- [THE EXERCISE]: Write what follows in the subtitle downloader post, picking up directly after its last line.

- [READING TEXT]:
Subtitle Downloader (Subdb and Opensubtitles)

hbknjr · Oct-23-2017, 04:50 PM

I recently discovered opensubtitle API. So here's a script that uses SubDB and OpenSubtitles to download subs.

import argparse
import os
import hashlib
import urllib.request as request
import struct
import gzip
from xmlrpc.client import ServerProxy


VIDEO_FORMATS = ['.3g2', '.3gp', '.3gp2', '.3gpp', '.60d', '.ajp', '.asf', '.asx', '.avchd', '.avi', '.bik', '.bix',
                    '.box', '.cam','.divx', '.dmf', '.dv', '.dvr-ms', '.evo', '.flc', '.fli', '.flic', '.flv','.flx',
                    '.gvi', '.gvp', '.h264', '.m1v', '.m2p', '.m2ts', '.m2v', '.m4e', '.m4v', '.mjp', '.mjpeg',
                    '.mjpg', '.mkv', '.moov', '.mov', '.movhd', '.movie', '.movx', '.mp4', '.mpe', '.mpeg', '.mpg',
                    '.mpv', '.mpv2', '.mxf', '.nsv', '.nut', '.ogg', '.ogm', '.omf', '.ps', '.qt', '.ram', '.rm',
                    '.rmvb', '.swf', '.ts', '.vfw', '.vid', '.video', '.viv', '.vivo', '.vob', '.vro', '.wm', '.wmv',
                    '.wmx', '.wrap', '.wvx', '.wx', '.x264', '.xvid']


class SubDB:
    """ API Link : https://goo.gl/n9B5J4
     """

    def __init__(self):
        self.BASEURL = "http://api.thesubdb.com/?action=download&hash="
        self.HEADERS = {
            'User-Agent': 'SubDB/1.0 (PPY/0.1; https://projectpy.ml/)',
        }

    def get_hash(self,name):
        """Originally from : https://goo.gl/n9B5J4
        """
        readsize = 64 * 1024
        with open(name, 'rb') as f:
            size = os.path.getsize(name)
            data = f.read(readsize)
            f.seek(-readsize, os.SEEK_END)
            data += f.read(readsize)
        return hashlib.md5(data).hexdigest()

    def download_subtitles(self,path,lang='en'):
        """
        :param path: The video file path for which to download subs.
        :param lang: Subtitle Language
        :return:
        """
        url = self.BASEURL + self.get_hash(path) + "&language=" + lang
        req = request.Request(url, headers=self.HEADERS)
        res = request.urlopen(req)
        if res.getcode() == 200:
            with open(os.path.splitext(path)[0] + '.srt', "wb") as sub_file:
                sub_file.write(res.read())
            print("[SubDB]Subtitles Found for: " + path)

    @staticmethod
    def get_lang():
        """

- [RECORDS PROVIDED]:
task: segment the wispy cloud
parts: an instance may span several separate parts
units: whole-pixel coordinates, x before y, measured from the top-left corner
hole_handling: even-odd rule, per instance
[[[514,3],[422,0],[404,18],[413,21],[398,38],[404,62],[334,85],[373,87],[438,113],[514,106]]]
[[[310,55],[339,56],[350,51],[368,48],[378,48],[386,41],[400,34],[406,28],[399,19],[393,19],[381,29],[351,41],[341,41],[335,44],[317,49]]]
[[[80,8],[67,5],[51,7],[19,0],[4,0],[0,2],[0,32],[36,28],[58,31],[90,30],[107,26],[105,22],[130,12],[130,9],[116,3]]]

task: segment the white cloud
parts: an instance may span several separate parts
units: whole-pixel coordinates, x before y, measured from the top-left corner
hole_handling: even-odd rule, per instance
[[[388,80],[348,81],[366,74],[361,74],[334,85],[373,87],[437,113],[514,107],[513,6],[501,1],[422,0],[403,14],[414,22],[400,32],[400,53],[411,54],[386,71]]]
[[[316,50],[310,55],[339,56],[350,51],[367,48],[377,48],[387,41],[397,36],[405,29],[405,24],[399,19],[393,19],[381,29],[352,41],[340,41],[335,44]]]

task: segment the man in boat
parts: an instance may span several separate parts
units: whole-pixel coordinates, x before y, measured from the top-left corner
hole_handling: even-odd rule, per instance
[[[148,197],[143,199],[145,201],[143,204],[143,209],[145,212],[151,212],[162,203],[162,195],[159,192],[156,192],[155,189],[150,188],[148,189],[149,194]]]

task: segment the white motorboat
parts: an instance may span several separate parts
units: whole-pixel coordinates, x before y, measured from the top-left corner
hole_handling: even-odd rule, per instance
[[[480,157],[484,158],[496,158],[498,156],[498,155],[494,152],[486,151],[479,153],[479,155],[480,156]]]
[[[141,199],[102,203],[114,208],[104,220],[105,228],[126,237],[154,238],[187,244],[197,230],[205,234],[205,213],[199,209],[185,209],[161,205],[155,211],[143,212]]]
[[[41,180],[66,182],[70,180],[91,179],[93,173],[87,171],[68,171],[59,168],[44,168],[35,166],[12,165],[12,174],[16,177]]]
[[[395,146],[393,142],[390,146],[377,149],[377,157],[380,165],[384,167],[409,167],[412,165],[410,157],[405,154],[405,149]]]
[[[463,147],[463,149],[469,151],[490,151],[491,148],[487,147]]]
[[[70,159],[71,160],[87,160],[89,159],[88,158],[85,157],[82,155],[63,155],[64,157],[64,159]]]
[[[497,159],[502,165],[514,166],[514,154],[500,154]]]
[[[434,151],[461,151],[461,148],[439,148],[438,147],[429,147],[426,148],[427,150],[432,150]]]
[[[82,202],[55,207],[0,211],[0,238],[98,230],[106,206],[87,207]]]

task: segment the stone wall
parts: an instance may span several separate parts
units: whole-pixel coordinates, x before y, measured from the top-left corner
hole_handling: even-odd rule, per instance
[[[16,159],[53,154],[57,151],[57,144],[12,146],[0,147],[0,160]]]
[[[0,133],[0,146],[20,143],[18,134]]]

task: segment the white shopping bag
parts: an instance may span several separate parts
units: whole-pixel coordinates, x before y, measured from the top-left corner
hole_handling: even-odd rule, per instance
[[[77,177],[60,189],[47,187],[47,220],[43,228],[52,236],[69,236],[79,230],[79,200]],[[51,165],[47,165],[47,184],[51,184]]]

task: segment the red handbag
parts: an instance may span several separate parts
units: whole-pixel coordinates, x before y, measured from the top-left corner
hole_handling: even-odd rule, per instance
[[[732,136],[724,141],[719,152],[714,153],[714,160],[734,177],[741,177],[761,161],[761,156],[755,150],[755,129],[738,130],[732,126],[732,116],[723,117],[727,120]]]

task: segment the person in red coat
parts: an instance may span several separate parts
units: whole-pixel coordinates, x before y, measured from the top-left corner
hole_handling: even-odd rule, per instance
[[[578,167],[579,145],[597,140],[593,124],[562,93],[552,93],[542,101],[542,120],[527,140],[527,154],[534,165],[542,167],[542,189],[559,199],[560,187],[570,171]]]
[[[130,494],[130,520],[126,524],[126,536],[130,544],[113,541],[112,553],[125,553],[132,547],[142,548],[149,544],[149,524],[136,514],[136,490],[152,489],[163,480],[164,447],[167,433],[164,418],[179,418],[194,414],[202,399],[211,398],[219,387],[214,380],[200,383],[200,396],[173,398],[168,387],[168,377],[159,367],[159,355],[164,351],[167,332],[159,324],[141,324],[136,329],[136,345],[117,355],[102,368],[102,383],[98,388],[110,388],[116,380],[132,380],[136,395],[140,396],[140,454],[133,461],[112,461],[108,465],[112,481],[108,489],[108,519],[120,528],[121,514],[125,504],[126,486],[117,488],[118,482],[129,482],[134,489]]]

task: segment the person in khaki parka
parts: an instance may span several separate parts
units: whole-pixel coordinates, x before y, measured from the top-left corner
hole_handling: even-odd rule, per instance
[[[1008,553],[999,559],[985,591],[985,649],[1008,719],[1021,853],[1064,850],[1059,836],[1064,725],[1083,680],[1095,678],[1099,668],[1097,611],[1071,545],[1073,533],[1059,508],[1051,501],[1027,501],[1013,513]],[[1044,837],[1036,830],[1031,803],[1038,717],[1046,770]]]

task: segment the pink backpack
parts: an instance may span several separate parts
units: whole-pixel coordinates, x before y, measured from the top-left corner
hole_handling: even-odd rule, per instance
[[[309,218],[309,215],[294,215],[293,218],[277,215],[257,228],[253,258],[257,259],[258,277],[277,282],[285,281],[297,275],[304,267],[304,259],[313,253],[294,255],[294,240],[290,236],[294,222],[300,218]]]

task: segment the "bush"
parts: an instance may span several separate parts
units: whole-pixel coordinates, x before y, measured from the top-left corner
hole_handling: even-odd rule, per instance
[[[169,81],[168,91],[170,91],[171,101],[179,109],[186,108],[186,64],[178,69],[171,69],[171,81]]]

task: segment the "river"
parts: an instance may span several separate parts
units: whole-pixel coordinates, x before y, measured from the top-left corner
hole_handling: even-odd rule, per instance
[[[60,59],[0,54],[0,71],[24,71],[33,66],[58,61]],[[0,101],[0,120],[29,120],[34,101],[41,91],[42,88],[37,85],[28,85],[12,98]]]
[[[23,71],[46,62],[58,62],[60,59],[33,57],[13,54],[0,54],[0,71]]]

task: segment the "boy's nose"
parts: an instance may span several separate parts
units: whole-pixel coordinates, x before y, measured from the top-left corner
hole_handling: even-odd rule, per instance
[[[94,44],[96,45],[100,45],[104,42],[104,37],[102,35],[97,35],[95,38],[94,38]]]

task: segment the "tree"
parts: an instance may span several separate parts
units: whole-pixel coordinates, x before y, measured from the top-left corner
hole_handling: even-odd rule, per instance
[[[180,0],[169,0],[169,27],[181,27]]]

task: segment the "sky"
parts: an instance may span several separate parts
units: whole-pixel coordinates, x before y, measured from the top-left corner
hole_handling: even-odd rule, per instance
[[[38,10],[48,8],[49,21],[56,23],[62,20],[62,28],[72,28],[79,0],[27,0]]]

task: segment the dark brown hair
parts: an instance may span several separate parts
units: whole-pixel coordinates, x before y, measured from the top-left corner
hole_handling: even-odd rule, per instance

- [WRITTEN ANSWER]:
        :return: List of available subtitle languages
        """
        header = {
            'User-Agent': 'SubDB/1.0 (PPY/0.1; https://projectpy.ml/)',
        }
        url = 'http://api.thesubdb.com/?action=languages'
        req = request.Request(url, headers=header)
        res = request.urlopen(req)
        if res.getcode() == 200:
            lang = res.read().decode('utf-8').split(',')
        else:
            # currently available
            lang = ['en', 'es', 'fr', 'it', 'nl', 'pl', 'pt', 'ro', 'sv', 'tr']
        return lang


class OpenSub:
    """ Some Class Methods Are Copied From : https://goo.gl/7Yohyj
        API Link : https://goo.gl/ZN8Wc1
    """

    def __init__(self):
        self.TAGS = ['bluray', 'cam', 'dvb', 'dvd', 'hd-dvd', 'hdtv', 'ppv', 'telecine', 'telesync', 'tv', 'vhs', 'vod',
                     'web-dl', 'webrip', 'workprint']
        self.OPENSUBTITLES_SERVER = 'http://api.opensubtitles.org/xml-rpc'
        self.USER_AGENT = 'OSTestUserAgentTemp'                              # Only for testing
        self.xmlrpc = ServerProxy(self.OPENSUBTITLES_SERVER,
                                  allow_none=True)
        self.language = 'en'
        self.token = None
        self.user = ''                     # your username
        self.passw = ''                    # your password
        if self.login(self.user, self.passw):
            print("Login Successful")
        else:
            print("OpenSubtitles login Failed. This could reduce the download limit")

    def _get_from_data_or_none(self, key):
        '''Return the key recieved from data if the status is 200,
        otherwise return None.
        '''
        status = self.data.get('status').split()[0]
        return self.data.get(key) if '200' == status else None

    def login(self, username, password):
        '''Returns token is login is ok, otherwise None.
        '''
        self.data = self.xmlrpc.LogIn(username, password,
                                      self.language, self.USER_AGENT)
        token = self._get_from_data_or_none('token')
        if token:
            self.token = token
        return token

    def logout(self):
        '''Returns True if logout is ok, otherwise None.
        '''
        data = self.xmlrpc.LogOut(self.token)
        return '200' in data.get('status')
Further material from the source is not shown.